> DATA EXCERPTS
--- --- ---

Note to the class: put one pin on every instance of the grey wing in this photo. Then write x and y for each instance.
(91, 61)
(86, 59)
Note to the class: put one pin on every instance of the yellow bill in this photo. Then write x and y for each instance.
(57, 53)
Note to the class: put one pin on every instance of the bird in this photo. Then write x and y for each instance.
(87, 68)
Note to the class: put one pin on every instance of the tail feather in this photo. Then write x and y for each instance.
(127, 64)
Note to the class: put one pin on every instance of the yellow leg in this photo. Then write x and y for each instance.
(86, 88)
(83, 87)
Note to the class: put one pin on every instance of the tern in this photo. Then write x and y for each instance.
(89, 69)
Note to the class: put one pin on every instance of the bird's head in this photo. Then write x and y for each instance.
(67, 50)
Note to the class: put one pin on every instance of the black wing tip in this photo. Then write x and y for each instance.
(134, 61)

--- --- ---

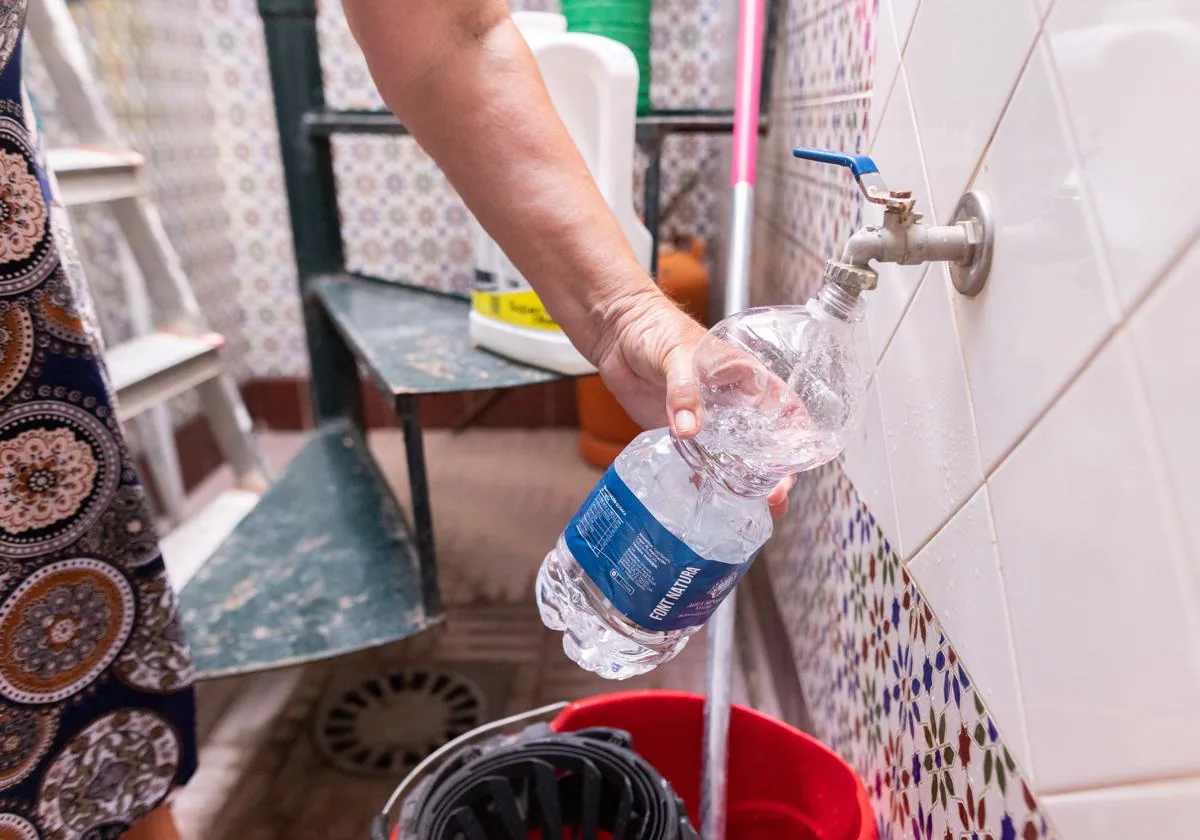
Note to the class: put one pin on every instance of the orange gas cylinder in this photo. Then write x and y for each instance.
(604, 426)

--- --- ---

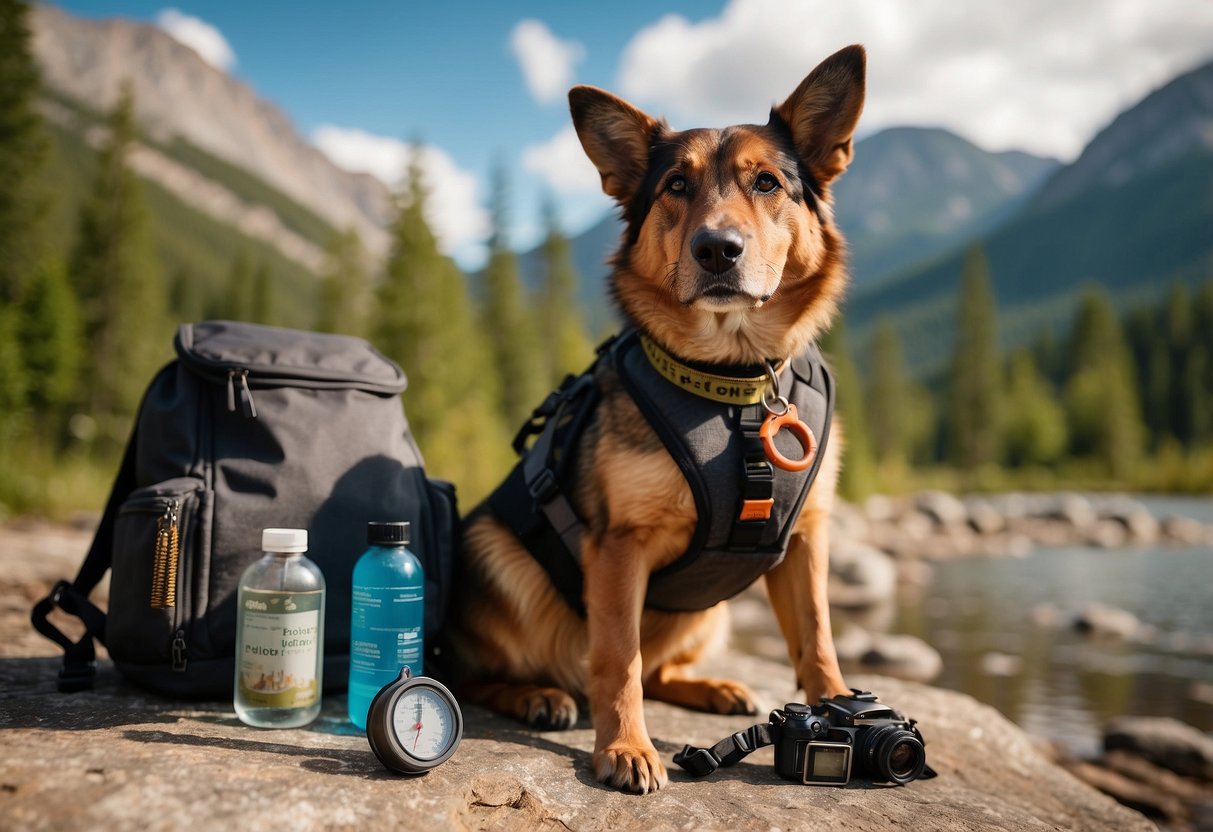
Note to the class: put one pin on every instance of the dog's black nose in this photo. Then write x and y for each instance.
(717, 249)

--- --- ---

> WORK TO COMPLETE
Return every line from the records above that contains the word "each".

> REPLY
Note to the class: put one pin on every instance of the grey wing in this photo. Then write x and y for each instance.
Note to the class: put one pin on every instance of the yellow bill in this photo. Then write x and y for each instance.
Note to the class: put one pin on every instance of the bird in this photo. Then write x and y for each instance.
Note to the class: put one pin on every instance of the tail feather in this photo. Then write x and y for each instance.
Note to the class: put one pin on every instance of the yellow leg in this photo. Then write x and y for each instance.
Note to the class: put one pin on every instance of the tern in this photo. Then write x and y for each instance.
Note to the class: put one pin on every instance of the bird's head in this photo. Then write x and y for each instance.
Note to the class: put one pin on every instance of the black wing tip in this photo. Then write x and y for each instance.
Note to the class: put one pin on every instance of the orange gas cylinder in this photo. Then write x and y for each instance.
Note to the class: put one pin on every instance of the dog's black nose in this photo. Then write x and y for each instance.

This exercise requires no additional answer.